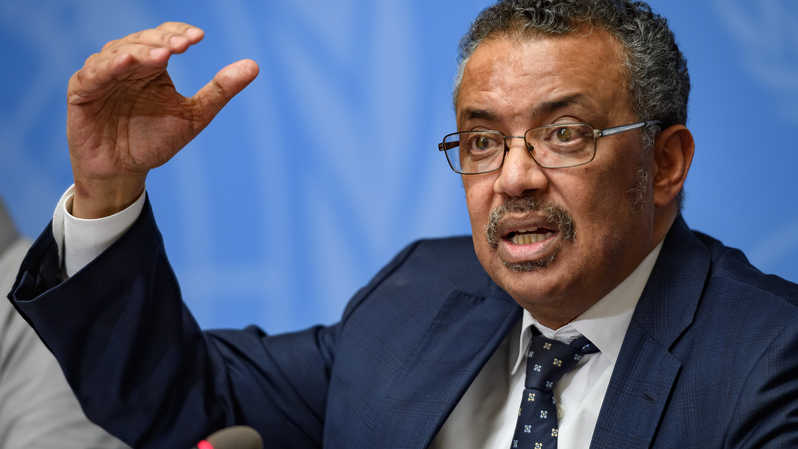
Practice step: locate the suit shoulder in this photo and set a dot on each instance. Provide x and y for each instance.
(431, 266)
(732, 271)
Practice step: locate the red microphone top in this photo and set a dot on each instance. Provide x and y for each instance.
(204, 445)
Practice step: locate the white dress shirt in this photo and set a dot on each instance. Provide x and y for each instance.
(486, 415)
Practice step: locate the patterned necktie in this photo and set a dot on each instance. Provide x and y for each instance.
(546, 362)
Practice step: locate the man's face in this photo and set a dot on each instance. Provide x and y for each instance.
(559, 239)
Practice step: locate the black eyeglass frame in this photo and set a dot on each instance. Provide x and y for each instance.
(597, 133)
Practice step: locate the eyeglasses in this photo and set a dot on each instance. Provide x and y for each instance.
(552, 146)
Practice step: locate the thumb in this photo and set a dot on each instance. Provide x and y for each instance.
(224, 86)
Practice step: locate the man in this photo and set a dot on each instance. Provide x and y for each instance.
(37, 408)
(573, 151)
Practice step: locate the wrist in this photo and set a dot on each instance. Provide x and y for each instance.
(100, 198)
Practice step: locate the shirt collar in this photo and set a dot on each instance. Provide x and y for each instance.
(604, 323)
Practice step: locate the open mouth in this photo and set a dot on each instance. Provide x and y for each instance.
(529, 236)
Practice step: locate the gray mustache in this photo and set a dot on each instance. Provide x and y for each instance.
(553, 214)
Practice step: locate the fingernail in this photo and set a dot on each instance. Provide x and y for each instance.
(158, 52)
(193, 33)
(177, 41)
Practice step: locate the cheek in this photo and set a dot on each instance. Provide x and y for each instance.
(479, 194)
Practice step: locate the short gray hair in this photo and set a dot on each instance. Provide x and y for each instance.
(657, 71)
(657, 78)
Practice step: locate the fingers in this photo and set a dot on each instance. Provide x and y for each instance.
(224, 86)
(139, 56)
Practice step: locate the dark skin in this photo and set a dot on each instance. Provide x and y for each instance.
(512, 84)
(125, 117)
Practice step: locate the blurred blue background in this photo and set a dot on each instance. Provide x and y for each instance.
(326, 166)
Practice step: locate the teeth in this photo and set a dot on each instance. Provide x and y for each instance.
(528, 239)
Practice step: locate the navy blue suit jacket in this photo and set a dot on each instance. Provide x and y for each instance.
(710, 359)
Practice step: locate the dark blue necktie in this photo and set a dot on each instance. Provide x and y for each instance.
(547, 360)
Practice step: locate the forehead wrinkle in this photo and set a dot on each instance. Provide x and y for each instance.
(537, 112)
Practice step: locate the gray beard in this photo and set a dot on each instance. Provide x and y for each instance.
(554, 215)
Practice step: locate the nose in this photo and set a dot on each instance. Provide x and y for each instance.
(520, 174)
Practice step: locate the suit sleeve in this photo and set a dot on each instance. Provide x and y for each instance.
(765, 415)
(143, 369)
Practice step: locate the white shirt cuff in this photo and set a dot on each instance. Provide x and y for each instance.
(81, 240)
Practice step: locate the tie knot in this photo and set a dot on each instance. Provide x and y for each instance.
(548, 360)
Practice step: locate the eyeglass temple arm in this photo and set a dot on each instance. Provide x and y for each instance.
(624, 128)
(443, 146)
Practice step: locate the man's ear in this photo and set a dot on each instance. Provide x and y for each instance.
(673, 154)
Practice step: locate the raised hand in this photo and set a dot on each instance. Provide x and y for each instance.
(125, 117)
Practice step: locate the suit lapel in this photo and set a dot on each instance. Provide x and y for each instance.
(645, 370)
(464, 334)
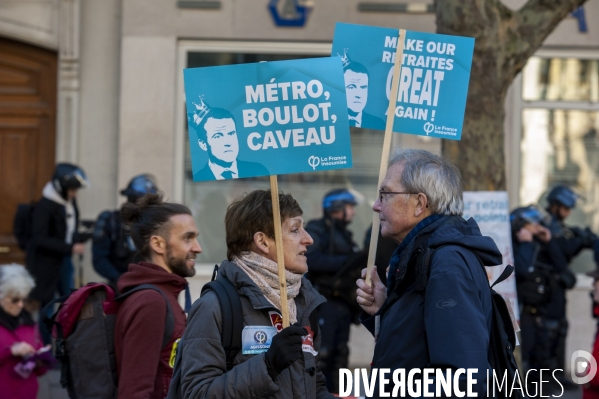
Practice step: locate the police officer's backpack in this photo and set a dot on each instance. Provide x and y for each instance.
(84, 330)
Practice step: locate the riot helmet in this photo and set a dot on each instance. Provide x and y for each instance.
(139, 186)
(336, 200)
(522, 216)
(67, 177)
(562, 195)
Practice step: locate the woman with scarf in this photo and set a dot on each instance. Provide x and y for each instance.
(286, 369)
(19, 338)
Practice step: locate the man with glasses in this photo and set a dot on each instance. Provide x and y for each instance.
(436, 310)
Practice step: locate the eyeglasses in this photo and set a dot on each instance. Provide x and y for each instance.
(381, 193)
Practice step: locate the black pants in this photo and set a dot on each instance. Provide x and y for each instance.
(335, 319)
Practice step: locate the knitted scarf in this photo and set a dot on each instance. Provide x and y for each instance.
(264, 273)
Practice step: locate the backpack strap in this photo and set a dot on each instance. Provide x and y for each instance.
(169, 328)
(232, 316)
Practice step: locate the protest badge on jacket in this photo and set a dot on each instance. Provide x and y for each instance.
(433, 81)
(267, 118)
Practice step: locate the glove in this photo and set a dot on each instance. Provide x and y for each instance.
(285, 349)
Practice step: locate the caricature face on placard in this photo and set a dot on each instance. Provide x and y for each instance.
(268, 118)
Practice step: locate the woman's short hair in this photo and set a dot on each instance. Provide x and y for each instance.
(253, 213)
(435, 176)
(15, 281)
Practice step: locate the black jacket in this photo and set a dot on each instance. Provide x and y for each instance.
(446, 325)
(332, 248)
(48, 247)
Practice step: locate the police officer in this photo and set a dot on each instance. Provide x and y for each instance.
(331, 260)
(534, 271)
(113, 248)
(569, 242)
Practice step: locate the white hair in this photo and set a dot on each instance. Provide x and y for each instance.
(436, 177)
(15, 280)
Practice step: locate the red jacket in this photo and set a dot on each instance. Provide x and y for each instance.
(591, 390)
(12, 385)
(142, 366)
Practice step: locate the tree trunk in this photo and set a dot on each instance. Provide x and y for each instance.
(505, 39)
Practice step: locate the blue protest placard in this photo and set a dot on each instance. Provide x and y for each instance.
(267, 118)
(433, 84)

■ **PROBLEM REQUIREMENTS**
Quote each line of the listing exactly, but leave the pictures out.

■ **IN RESPONSE**
Practice step: locate the suit shoulder in this photo and set a dot on each instance. Provide x and y for each instance.
(431, 266)
(732, 271)
Practice step: locate the red microphone top in this photo and set a dot on each instance. Provide x and y for each instance.
(204, 445)
Practice step: locate the white dress shirt in this photo and set a dot on each instance. Provide x and y for each instance.
(486, 415)
Practice step: locate the patterned necktie in this photo and set a dot on each instance. Provide x and y for each instance.
(546, 362)
Practice step: locate the man's face in this photo and set a dot on each instance. Provide x and y for each instance.
(559, 239)
Practice step: locate the black eyeglass frame in this photo and set a dot on each instance. Provide x and y for each instance.
(597, 133)
Practice step: locate the eyeglasses in this photo and set a dot on each instance. Provide x and y for each instance.
(552, 146)
Practice step: locate the thumb in this photo and set a dot on each instance. Provide x and y for each instance.
(224, 86)
Practice step: locate the man in this photo and set a dot on each instance. Provide x and y for each instance.
(37, 408)
(573, 151)
Practice step: locate the wrist in this photo and set a dot on each instance. Provide x and y for each instance.
(100, 198)
Practice step: locate the shirt collar in this photo and set a dot on each instance. Provide x and y for each instance.
(604, 323)
Practice step: locate the open mouth in this photo and set a dot on each instance. Provide x and y for each instance.
(529, 236)
Practice step: locate the gray mustache in this photo and set a dot on each instance. Provide x and y for each instance.
(553, 214)
Practice step: locate the fingernail in this photo and set a dot on each instance. Provide x and y for each instance.
(158, 52)
(193, 33)
(177, 41)
Practice step: locate the cheek in this photo and set a dot on each instance. Provide x and y for each instance.
(479, 194)
Practice step: locate the short gray hair in this photo and set a dot on each instance. Provide x and y for each instance.
(657, 71)
(657, 78)
Practice step: locate the fingers in this photo and set a dot on each instance. Provide x and y for each instance.
(224, 86)
(139, 56)
Practice step: locate the dark skin in this photo and set a dot on each instance. Provide x and y for each instance.
(512, 84)
(125, 117)
Practice step: locate the blurred blue background in this photo and set a dot on each instance. Provide x and y for each instance.
(326, 166)
Practice step: locate the teeth in this photo and set a dot on each instance. Provide x and y for each instance.
(528, 239)
Practice step: locate the navy blue suit jacket in this photo and set a dot on each instance. Provide x and y for each instance.
(710, 359)
Practice step: locate the dark blue necktie in this photo and set a dot on each instance. Provide x and y for each instance.
(547, 360)
Practice step: locate the forehead wrinkle in this photo and set a dot on each instance. Provide x and y for each instance.
(537, 112)
Practice step: locate the gray beard in this photo and set a dot on each instance. Provide x and y for each instance.
(554, 215)
Practice step: locate the nose in this photo and set a dot on each instance. Provide x and y for each instance.
(520, 174)
Practice step: locate the suit sleeve in this photo and set a dot on each instance. Provide x and y for each instance.
(765, 415)
(143, 369)
Practice step: locate the white shirt cuff in this photo and set a dot on each instance. Provide x and y for each instance.
(81, 240)
Practice step: locate the tie knot in this photo and set a dot on each instance. Provide x and y for each instance.
(548, 360)
Practice step: locate the eyeglass temple arm in this photo and set a dot on each instance. Provide x and y for each instance.
(624, 128)
(443, 146)
Practice step: locate the man's ear in this photo and set a dot on each instance. Provide x and y for each instance.
(673, 154)
Practice step: locate the raised hand in this photo and set a dot on each instance. Provide x and y for each instance.
(125, 117)
Practice step: locate the suit lapel in this photo and set a dot on each instance. Provide x and y for each instance.
(645, 370)
(464, 334)
Practice step: locate the police officer's backpack in this photo and set a dot on each instance. Provide x and y for each instance.
(84, 330)
Practice step: locate the riot helmet in this photo and set a dot on each instance. Provide x and y for each instance.
(139, 186)
(336, 200)
(522, 216)
(67, 177)
(562, 195)
Practice step: locate the woman with scarf in this photo and set a dot on each instance. Provide x and y for each instance.
(286, 369)
(19, 338)
Practice step: locate the man with glasses in this photo and set a dot on each instance. Provide x and y for each instance.
(436, 310)
Practice step: locate the eyeglasses in this photo and set a dot on each instance. Provide x and y for each instance.
(381, 193)
Practice step: locate the black pants in this photo and set a dot on each instance. Provide x and y for each instance.
(335, 319)
Practice step: locate the knitted scarf in this photo and set a dot on each instance. Provide x and y for each instance.
(264, 273)
Practice step: locate the backpack strap in this photo and set a dot on each instance. Provide x and y for each instance.
(169, 328)
(232, 316)
Practice step: locate the protest badge on jacket in this photo and set a dot on each instance. Provide x and y for each instance.
(433, 81)
(267, 118)
Practice step: locate the glove in this photo and set a dot on each instance. Provide x and y for each instance.
(285, 349)
Practice step: locate the caricature face on placard in this photo and set a dot on each instance. Provide x and y for each instance.
(268, 118)
Practice step: locate the woman's short hair in this photo and set a dot on each instance. Provide x and y for each instance.
(253, 213)
(435, 176)
(15, 281)
Practice step: locate the black jacket in this photo and set a dot on each instance. Provide x and y for each instance.
(446, 325)
(332, 248)
(48, 247)
Practice step: locate the police officer in this photo and set a dot on each instance. Provide x and y for each instance.
(331, 260)
(534, 271)
(113, 248)
(569, 242)
Practice step: locate the white hair in this photo and set a dot on each instance. Provide x and y for each instance.
(436, 177)
(15, 280)
Practice step: locate the red jacket in this photo and set a dot on each instance. Provide x and y for each instance.
(591, 390)
(12, 385)
(142, 366)
Practice step: locate the tree trunk in this photo and set a dot on each instance. Provide x and y for each instance.
(505, 39)
Practice step: locate the blue protest placard in this photo and set a dot on each instance. Provide x and y for each instance.
(267, 118)
(433, 84)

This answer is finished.